Broken promises on free HRT disrespectful and cynical – David Cullinane TD
3 January 2025
Sinn Féin spokesperson on Health, David Cullinane TD, has strongly criticised the outgoing government for failing to deliver their HRT scheme in the timeframe promised in the lead-in to the General Election.
Teachta Cullinane called for the outgoing Minister for Health to push the process along by engaging with pharmacists and the HSE to implement a free HRT scheme.
He said that the scheme should be fully free to access, and not the misleading free-but-with-a-fee model, which the Minister for Health had proposed. He added that this should be achieved by expanding the free contraception scheme to include all hormone treatments for women of all ages.
The TD for Waterford said that it was disrespectful and cynical for Ministers to make promises in budget speeches ahead of an election, only to immediately fail to deliver on them in the first week of the new year.
Teachta Cullinane said:
“Women were promised free Hormone Replacement Therapy from January in Budget 2025. This was put in legislation ahead of the General Election. We are now in January and there is no scheme. Pharmacists have no advice or clarity to give people who were told by Fianna Fáil and Fine Gael that they would get free HRT.

***

Tasks:
A) In the HRT press release, can you rewrite the passage starting at "He said that" and ending at "the new year.", changing "budget speeches" to "budget statements"?
B) According to the HRT press release, why did the TD for Waterford call the Ministers' conduct disrespectful and cynical?
C) Could you continue the press release on free HRT from its last sentence?

Raw data:

***

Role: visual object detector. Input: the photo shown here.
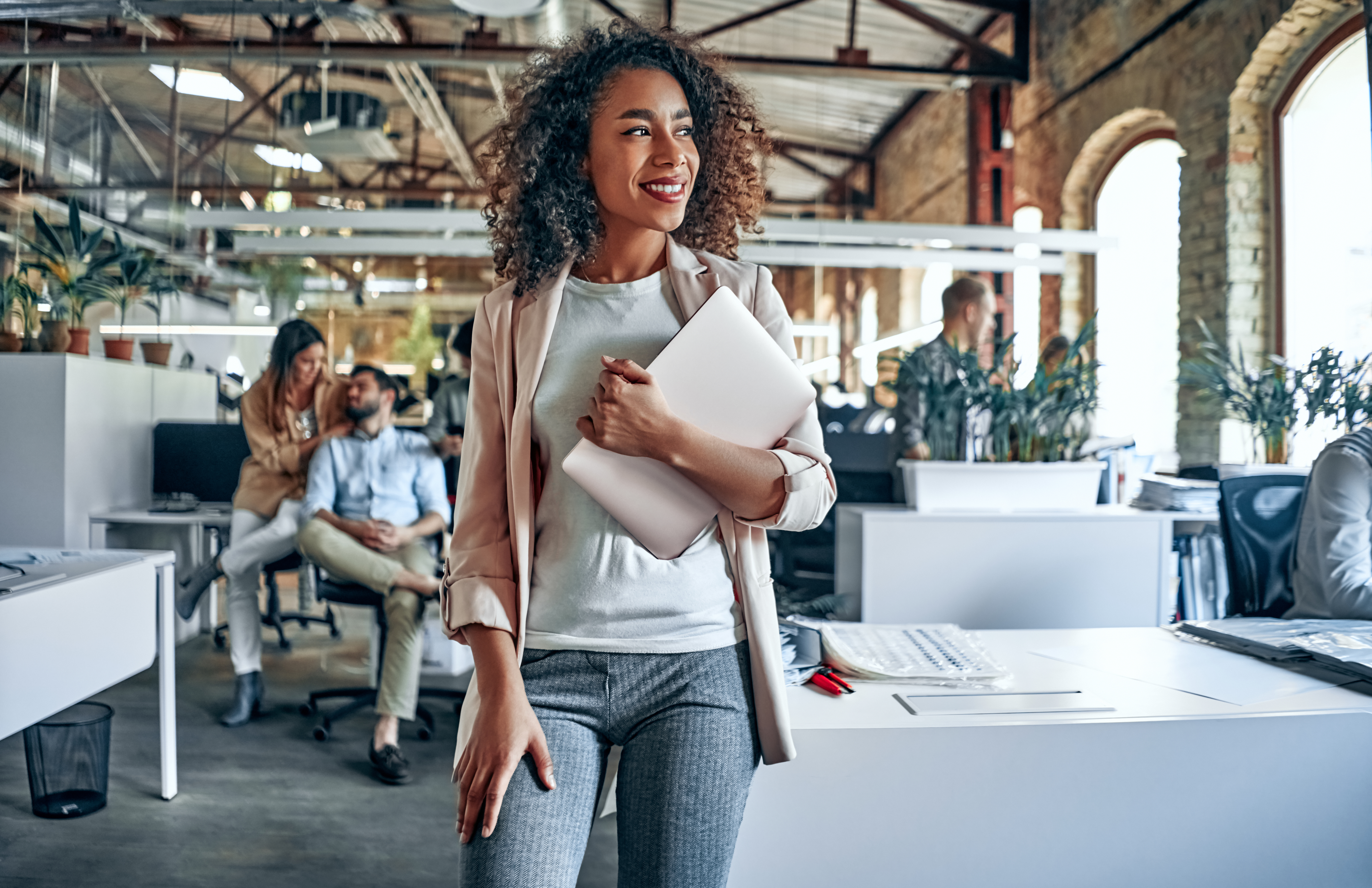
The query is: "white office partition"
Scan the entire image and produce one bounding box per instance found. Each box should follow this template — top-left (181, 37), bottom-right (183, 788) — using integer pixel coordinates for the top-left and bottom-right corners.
top-left (0, 353), bottom-right (217, 548)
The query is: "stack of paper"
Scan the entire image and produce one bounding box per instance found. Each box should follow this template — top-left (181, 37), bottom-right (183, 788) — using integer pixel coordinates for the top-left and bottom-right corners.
top-left (1133, 475), bottom-right (1220, 512)
top-left (789, 616), bottom-right (1010, 688)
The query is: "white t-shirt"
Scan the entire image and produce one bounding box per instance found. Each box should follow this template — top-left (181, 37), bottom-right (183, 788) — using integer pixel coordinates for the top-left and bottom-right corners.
top-left (525, 272), bottom-right (745, 653)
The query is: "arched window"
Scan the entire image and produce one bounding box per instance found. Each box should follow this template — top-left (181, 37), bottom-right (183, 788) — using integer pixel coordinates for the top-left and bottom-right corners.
top-left (1096, 137), bottom-right (1183, 471)
top-left (1276, 26), bottom-right (1372, 464)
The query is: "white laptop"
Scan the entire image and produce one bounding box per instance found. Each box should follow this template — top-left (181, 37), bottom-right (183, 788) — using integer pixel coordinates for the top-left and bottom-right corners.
top-left (562, 287), bottom-right (815, 559)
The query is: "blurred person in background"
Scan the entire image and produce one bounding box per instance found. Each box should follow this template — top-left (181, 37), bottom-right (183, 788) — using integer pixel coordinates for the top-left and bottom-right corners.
top-left (424, 318), bottom-right (476, 495)
top-left (176, 318), bottom-right (353, 727)
top-left (296, 364), bottom-right (451, 784)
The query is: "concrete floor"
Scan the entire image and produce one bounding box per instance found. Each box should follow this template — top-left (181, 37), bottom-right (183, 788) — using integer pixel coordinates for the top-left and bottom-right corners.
top-left (0, 589), bottom-right (617, 888)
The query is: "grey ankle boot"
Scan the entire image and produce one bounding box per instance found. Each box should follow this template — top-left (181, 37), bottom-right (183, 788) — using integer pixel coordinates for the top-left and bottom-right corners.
top-left (176, 559), bottom-right (224, 620)
top-left (220, 673), bottom-right (266, 727)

***

Expected outputs:
A)
He said that the scheme should be fully free to access, and not the misleading free-but-with-a-fee model, which the Minister for Health had proposed. He added that this should be achieved by expanding the free contraception scheme to include all hormone treatments for women of all ages.
The TD for Waterford said that it was disrespectful and cynical for Ministers to make promises in budget statements ahead of an election, only to immediately fail to deliver on them in the first week of the new year.

B) He said the Ministers made promises in budget speeches ahead of an election and then failed to deliver on them immediately, in the first week of the new year.

C)
“It is highly disrespectful and cynical to promise free treatment ahead of an election, only to break that promise in the first week of the new year. There are still no regulations to govern the scheme or the system for reimbursing pharmacists for HRT. There is talk of new IT infrastructure, which will add more delays.
“The scheme on the table still includes the ridiculous proposal to pay for the product but not the fee – which is covered under other schemes such as for contraception, but just not for women with menopause. It is not a free scheme.
“The outgoing and the next Ministers for Health must sit down with pharmacists and the HSE to agree how this will work. The scheme should be a simple expansion of the universal contraception scheme to include all hormone treatments for women of all ages. It should use the same relevant arrangements and systems, which already exist. This should be the first step under the next Government towards a fully integrated lifecycle primary care scheme for women.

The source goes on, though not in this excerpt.